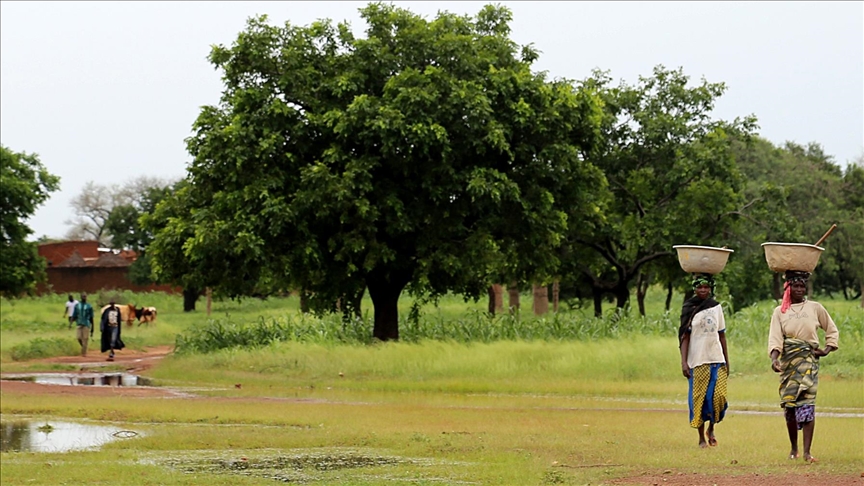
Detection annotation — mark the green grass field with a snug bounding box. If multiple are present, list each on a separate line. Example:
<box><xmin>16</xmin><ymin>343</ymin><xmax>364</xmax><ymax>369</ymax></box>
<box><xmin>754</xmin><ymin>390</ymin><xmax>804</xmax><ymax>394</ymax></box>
---
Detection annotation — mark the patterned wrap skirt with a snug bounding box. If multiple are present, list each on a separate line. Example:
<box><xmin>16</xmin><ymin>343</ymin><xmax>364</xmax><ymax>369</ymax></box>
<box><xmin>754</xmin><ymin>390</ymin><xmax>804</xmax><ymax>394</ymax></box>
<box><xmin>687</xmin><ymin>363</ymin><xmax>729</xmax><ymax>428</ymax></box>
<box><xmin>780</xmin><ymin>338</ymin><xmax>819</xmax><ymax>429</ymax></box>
==
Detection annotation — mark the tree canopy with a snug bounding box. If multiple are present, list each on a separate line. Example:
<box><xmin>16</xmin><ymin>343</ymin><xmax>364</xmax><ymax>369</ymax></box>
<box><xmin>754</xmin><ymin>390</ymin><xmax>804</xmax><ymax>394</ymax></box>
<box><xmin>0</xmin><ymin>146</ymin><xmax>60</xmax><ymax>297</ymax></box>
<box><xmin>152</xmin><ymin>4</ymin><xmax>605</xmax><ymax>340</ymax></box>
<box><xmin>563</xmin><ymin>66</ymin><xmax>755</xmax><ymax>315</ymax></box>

▶ _Work instructions_
Gather every line of the data above that contains the string "list", and copy each one in full.

▶ _Full answer_
Detection annotation — mark the green grass field with a snug bounding box. If multiple are present, list each on a separate line. Example:
Detection annotation — mark the patterned wrap skirt with a snug bounding box. If multiple are present, list each on a separate line. Example:
Detection annotation — mark the tree canopy with a snug bounding box. If multiple are present, list each on a separate line. Example:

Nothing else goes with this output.